## ЧТО СДЕЛАТЬ
Выпишите без изменений фрагмент текста о межпоколенческих отношениях в СССР: начните с места, где стоят слова «Прежде чем перейти», и остановитесь после слов «должна была строиться.».

## ПРИВЕДЕННЫЙ ТЕКСТ

Прежде чем перейти к описанию и анализу этого особого ощущения прошлого на примере конкретных практик и ритуалов коммунаров, мы должны остановиться на некоторых особенностях межпоколенческих отношений в Советском Союзе в начале 1960-х годов (период, который принято обозначать метафорой оттепели). Это необходимо сделать, поскольку отношения между поколением, которое прошло Великую Отечественную войну, и их детьми сами по себе обладали некоторыми характерными особенностями. Именно военный опыт определил понимание настоящей жизни у тех, кто прошел войну, а значит, задал и те правила, по которым эта жизнь должна была строиться.

 

Взросление в Советском Союзе: инфантилизм как ключевой упрек

 

В советском обществе детей, подростков и даже молодых взрослых довольно часто упрекали в инфантилизме. Старшее поколение мотивировало свои претензии особым героическим опытом: они были причастны к историческим катаклизмам или грандиозным проектам, которые заставляли их в юности и даже в детстве вести вполне взрослую, полную лишений и подвигов жизнь. В 1920-х это был опыт борьбы за новый мир (Гражданская война), в 1930-х к нему прибавился опыт грандиозных строек, в 1940-х — опыт Великой Отечественной войны. В обществе утопического проекта по определению не может быть потерянных поколений, каждое поколение совершает свои подвиги: родители всегда обеспечивают детям достойный подражания пример, а дети всегда находят возможность ему соответствовать. Именно героический опыт позволял советским родителям поучать и наставлять юное поколение. На этот опыт наслаивалось представление о детстве как периоде человеческой жизни, который не обладает самостоятельной ценностью, характерной для утопических (героических) обществ и сообществ. Ребенок в соответствии с этим представлением воспринимался как маленький партнер взрослого. По мере своих возможностей он должен был участвовать в построении нового мира.

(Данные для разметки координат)
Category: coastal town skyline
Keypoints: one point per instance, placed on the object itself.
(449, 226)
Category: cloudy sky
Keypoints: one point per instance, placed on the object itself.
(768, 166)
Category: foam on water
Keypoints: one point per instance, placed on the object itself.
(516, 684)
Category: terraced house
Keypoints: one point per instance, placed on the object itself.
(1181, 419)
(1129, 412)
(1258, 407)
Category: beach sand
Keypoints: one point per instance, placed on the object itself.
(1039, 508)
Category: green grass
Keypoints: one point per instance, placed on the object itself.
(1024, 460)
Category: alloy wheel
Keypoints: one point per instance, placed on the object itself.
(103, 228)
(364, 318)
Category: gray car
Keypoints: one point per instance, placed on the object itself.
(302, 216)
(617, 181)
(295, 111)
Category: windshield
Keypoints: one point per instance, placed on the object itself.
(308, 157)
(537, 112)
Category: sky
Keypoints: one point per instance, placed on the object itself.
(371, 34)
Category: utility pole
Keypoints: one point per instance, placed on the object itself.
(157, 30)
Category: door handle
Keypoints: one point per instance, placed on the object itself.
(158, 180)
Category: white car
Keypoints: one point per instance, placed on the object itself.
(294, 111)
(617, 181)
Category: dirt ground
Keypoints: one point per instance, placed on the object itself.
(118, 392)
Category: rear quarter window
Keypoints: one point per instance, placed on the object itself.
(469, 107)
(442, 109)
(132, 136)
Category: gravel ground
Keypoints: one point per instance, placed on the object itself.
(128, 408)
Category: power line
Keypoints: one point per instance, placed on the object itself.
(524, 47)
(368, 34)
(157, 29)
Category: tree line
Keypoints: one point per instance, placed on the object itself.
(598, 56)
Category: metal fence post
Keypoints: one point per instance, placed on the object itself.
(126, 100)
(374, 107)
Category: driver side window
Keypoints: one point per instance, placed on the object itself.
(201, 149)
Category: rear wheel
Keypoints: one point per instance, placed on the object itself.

## ПРАВИЛЬНЫЙ ОТВЕТ
Прежде чем перейти к описанию и анализу этого особого ощущения прошлого на примере конкретных практик и ритуалов коммунаров, мы должны остановиться на некоторых особенностях межпоколенческих отношений в Советском Союзе в начале 1960-х годов (период, который принято обозначать метафорой оттепели). Это необходимо сделать, поскольку отношения между поколением, которое прошло Великую Отечественную войну, и их детьми сами по себе обладали некоторыми характерными особенностями. Именно военный опыт определил понимание настоящей жизни у тех, кто прошел войну, а значит, задал и те правила, по которым эта жизнь должна была строиться.